### Teks Kutipan ###
Masing-masing melambangkan satu bunyi konsonan.[5]
2.3.2
Penulisan Huruf
Dua
hal yang harus diperhatikan dalam penulisan huruf berdasarkan EYD, yaitu: Penulisan Huruf Besar dan Penulisan Huruf Miring. Lebih jelasnya dapat dilihat pada
pembahasan berikut.
1)
Penulisan Huruf Kapital
Huruf kapital dipakai sebagai berikut[6]
:
a)
Huruf pertama kata pada awal kalimat
Contoh : Dia menulis surat dikamar
b)
Huruf pertama petikan langsung
Contoh : Ayah bertanya, “Apakah
siswa sudah libur?”
c)
Ungkapan yang berhubungan dengan
nama Tuhan, kitab suci, termasuk kata ganti
Contoh : Terimakasih atas
bimbingan-Mu ya Allah
d)
Gelar kehormatan, keturunan, dan
keagamaan yang diikuti nama orang
Contoh : Raja Gowa adalah Sultan
Hasanuddin
e)
Huruf pertama nama bangsa, suku
bangsa dan bahasa
Contoh : Bangsa Indonesia
f)
Huruf pertama nama tahun, bulan, hari,
hari raya, dan peristiwa bersejarah
Contoh : Ayah pergi ke Surabaya
bulan Desember
g)
Huruf pertama kata ganti Anda
Contoh : Surat Anda sudah saya balas
2)
### Kutipan Catatan ###
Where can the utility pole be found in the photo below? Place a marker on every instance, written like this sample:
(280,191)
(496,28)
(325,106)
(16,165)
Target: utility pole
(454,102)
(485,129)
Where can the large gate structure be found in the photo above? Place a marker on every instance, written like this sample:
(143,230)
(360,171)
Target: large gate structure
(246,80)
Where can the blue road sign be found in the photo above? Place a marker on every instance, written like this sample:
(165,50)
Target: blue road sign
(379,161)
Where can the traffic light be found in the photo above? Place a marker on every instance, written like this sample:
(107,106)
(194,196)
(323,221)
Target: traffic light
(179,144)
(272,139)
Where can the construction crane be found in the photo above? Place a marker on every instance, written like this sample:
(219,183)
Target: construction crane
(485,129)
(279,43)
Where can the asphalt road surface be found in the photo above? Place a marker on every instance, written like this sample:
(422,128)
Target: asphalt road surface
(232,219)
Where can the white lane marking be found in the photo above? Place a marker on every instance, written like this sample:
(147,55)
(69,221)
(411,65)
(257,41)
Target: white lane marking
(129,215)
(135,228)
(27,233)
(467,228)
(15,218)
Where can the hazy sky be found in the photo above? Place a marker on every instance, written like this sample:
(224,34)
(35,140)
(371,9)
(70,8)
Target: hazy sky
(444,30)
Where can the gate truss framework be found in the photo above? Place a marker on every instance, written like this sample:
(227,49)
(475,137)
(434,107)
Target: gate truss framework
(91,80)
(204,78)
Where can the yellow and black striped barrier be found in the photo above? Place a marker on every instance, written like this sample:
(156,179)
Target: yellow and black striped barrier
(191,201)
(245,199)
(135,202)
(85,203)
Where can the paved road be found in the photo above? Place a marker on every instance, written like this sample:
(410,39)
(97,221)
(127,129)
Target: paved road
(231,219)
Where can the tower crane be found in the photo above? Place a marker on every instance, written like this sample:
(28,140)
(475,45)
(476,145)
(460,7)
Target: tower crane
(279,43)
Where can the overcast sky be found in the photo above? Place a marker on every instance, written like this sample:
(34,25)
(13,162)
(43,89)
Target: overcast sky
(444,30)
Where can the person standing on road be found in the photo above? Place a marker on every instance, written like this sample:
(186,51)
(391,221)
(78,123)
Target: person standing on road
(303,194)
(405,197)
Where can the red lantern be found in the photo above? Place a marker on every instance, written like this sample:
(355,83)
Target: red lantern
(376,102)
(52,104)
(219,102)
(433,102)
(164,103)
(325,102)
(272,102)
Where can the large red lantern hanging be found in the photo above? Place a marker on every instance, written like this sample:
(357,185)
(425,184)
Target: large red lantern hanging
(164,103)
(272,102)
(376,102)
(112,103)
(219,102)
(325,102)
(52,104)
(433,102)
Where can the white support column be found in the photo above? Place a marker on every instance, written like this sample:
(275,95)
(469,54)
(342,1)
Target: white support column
###
Petunjuk 1:
Jawab pertanyaan berikut berdasarkan teks tentang penulisan huruf:
(a) Apa saja dua hal yang harus diperhatikan dalam penulisan huruf berdasarkan EYD?
(b) Kalimat apa yang menjadi contoh untuk gelar kehormatan, keturunan, dan keagamaan yang diikuti nama orang?
(c) Kalimat apa yang menjadi contoh untuk huruf pertama kata ganti Anda?
Petunjuk 2:
Hitung baris dalam catatan yang memuat string "support", dengan membedakan huruf besar dan kecil. Berikan angkanya saja.

Hasil 1:
(a) Penulisan Huruf Besar dan Penulisan Huruf Miring.
(b) Raja Gowa adalah Sultan Hasanuddin.
(c) Surat Anda sudah saya balas.

Hasil 2:
2